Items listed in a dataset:
=== Section Start ===

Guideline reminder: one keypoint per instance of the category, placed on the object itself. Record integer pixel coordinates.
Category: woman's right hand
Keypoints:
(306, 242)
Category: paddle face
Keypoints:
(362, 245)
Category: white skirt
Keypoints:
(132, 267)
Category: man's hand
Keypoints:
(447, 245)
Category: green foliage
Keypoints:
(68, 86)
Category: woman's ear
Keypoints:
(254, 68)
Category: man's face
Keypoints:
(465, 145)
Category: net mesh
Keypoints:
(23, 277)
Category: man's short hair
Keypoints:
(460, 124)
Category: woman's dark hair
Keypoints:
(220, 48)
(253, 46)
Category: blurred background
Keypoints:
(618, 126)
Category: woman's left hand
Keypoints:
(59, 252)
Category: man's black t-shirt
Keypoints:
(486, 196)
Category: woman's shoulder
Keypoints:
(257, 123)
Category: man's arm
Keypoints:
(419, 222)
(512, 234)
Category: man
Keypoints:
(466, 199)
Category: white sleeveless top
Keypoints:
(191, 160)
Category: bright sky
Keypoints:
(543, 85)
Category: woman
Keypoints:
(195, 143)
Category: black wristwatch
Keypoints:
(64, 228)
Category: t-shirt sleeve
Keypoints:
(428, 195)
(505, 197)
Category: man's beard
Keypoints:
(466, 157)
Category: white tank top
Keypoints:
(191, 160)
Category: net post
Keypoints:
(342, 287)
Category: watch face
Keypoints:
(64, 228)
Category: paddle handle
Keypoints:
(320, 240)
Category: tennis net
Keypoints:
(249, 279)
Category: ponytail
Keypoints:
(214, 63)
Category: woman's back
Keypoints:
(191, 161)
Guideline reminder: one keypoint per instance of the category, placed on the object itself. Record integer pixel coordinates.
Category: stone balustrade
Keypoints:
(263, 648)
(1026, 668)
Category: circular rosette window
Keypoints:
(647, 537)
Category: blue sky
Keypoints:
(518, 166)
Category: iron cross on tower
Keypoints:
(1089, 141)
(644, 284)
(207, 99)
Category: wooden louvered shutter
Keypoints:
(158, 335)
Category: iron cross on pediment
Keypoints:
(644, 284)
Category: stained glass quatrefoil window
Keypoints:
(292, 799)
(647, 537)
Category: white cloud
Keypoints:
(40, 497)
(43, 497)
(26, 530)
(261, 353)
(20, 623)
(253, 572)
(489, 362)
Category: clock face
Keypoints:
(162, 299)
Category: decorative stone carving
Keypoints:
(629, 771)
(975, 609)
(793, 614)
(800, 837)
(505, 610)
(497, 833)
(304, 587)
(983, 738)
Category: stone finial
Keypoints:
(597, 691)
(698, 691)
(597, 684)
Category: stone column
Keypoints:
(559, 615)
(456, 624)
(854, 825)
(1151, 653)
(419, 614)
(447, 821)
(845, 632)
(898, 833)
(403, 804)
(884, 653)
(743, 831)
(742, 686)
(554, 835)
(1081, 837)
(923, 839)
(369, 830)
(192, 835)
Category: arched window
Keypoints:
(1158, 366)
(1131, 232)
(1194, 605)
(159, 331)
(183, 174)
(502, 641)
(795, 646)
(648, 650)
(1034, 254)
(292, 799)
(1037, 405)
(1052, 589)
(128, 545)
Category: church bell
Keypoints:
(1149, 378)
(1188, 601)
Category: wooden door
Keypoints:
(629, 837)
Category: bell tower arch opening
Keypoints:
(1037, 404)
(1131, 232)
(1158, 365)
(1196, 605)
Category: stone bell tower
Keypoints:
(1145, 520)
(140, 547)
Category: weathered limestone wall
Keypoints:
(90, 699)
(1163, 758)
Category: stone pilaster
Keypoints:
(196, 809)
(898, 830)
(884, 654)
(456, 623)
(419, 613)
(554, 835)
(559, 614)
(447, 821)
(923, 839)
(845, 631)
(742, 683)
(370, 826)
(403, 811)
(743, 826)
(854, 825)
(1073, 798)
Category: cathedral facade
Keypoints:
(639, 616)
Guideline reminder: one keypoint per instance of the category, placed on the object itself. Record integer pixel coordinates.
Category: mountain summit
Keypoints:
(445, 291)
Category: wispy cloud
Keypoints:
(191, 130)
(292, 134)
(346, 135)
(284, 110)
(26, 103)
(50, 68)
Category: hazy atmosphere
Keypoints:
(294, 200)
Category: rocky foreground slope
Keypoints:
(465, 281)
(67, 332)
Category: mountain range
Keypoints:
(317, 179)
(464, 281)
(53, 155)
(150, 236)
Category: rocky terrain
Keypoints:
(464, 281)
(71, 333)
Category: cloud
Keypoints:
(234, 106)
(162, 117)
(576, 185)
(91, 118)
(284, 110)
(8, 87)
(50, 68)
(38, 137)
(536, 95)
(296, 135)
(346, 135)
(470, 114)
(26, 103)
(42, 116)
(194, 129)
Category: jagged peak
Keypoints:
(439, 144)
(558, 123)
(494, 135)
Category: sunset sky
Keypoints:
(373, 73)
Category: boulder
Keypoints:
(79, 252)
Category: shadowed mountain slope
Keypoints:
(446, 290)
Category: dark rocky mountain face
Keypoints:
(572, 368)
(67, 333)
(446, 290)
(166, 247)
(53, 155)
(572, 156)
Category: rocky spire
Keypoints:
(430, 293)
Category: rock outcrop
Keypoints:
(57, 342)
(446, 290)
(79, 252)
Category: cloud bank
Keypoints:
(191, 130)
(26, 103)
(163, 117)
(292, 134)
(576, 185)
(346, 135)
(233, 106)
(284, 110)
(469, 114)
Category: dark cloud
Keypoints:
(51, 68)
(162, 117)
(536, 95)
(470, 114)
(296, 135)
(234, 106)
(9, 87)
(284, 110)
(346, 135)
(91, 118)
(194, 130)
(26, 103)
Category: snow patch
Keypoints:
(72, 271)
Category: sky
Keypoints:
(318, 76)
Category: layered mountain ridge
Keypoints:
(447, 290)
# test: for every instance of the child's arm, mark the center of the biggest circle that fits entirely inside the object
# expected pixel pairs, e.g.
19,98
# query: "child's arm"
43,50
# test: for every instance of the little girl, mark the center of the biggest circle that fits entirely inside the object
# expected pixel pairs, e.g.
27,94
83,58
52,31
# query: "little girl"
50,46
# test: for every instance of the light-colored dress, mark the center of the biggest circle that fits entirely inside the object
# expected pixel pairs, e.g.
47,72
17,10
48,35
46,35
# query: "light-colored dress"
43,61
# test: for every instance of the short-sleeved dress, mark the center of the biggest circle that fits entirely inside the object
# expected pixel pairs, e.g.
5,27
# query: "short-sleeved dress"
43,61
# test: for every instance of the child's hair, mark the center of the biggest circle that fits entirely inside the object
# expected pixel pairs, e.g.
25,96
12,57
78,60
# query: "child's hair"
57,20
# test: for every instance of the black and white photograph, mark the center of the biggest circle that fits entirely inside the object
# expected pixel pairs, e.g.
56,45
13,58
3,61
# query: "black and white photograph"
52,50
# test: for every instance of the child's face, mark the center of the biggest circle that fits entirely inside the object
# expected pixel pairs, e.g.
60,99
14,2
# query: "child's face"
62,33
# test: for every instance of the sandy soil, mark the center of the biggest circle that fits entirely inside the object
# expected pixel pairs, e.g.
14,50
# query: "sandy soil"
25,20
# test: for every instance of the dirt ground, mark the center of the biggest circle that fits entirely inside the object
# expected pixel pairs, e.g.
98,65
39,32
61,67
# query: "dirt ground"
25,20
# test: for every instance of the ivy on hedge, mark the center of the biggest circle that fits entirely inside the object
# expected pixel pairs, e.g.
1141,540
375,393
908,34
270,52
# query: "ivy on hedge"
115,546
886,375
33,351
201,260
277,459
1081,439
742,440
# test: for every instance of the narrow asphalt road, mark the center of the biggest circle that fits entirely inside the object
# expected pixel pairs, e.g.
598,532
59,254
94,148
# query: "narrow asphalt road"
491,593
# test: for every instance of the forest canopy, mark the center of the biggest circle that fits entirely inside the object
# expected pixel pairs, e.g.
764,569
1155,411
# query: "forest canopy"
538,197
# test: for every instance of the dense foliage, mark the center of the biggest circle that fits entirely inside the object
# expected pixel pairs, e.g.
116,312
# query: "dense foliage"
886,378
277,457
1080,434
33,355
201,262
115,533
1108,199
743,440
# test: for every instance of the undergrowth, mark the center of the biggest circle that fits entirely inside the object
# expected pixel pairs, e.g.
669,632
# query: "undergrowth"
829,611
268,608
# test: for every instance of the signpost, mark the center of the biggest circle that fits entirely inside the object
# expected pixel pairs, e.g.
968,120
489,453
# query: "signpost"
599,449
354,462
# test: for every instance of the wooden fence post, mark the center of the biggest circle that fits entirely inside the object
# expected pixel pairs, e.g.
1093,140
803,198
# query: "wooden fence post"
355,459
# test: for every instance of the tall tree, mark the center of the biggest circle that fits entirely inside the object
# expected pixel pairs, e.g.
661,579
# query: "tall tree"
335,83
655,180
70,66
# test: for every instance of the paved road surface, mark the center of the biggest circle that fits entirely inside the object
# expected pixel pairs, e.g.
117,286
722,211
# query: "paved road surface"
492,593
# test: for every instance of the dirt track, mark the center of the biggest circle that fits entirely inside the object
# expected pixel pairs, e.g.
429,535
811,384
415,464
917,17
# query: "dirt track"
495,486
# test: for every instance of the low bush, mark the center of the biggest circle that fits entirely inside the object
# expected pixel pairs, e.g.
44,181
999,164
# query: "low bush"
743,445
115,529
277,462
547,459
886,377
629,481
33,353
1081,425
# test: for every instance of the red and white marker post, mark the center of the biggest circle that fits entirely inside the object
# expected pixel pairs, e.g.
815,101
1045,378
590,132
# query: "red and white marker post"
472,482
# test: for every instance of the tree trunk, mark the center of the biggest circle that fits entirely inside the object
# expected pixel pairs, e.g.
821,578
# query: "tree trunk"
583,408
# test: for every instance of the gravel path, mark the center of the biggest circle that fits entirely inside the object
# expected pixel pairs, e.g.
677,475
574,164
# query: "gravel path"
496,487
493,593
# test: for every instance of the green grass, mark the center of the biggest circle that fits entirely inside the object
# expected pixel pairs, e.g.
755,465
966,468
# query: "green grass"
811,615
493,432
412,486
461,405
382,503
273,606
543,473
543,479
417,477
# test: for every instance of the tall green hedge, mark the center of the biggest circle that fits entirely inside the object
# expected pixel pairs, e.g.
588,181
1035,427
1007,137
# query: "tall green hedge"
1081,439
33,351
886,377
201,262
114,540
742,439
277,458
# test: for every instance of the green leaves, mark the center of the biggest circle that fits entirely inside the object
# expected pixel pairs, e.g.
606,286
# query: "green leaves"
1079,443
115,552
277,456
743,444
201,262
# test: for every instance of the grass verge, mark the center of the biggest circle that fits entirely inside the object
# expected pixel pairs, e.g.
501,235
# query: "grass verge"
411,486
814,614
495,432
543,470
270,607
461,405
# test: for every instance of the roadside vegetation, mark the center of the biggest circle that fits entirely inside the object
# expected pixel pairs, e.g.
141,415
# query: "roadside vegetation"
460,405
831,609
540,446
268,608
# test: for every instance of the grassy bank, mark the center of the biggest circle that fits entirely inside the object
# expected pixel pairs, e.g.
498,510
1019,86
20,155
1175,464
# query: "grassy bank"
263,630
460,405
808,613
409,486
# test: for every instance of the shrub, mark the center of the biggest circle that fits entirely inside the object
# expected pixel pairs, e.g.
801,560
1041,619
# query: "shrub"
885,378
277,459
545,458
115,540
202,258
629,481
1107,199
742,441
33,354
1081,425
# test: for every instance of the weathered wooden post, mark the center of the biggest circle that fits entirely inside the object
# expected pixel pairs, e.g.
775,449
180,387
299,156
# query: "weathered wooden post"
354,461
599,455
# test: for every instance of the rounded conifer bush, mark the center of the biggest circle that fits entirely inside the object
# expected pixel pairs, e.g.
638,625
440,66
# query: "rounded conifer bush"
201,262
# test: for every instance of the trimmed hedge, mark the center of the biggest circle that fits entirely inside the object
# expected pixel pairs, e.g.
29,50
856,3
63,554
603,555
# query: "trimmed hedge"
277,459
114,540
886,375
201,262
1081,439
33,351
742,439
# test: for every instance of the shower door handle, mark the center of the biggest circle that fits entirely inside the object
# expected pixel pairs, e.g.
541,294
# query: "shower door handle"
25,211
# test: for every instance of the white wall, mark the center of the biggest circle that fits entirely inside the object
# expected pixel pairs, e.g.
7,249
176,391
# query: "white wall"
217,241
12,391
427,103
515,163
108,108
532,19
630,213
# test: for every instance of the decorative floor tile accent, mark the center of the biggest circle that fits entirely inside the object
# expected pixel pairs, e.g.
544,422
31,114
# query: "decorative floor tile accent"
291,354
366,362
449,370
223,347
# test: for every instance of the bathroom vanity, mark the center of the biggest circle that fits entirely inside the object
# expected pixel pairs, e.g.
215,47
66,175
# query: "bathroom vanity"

=== Section End ===

> _What needs to be done_:
If a line in the entries above contains "dark", report it.

> _Solution to this problem_:
Category: woman's dark hair
Category: dark rocky mountain face
Category: dark cloud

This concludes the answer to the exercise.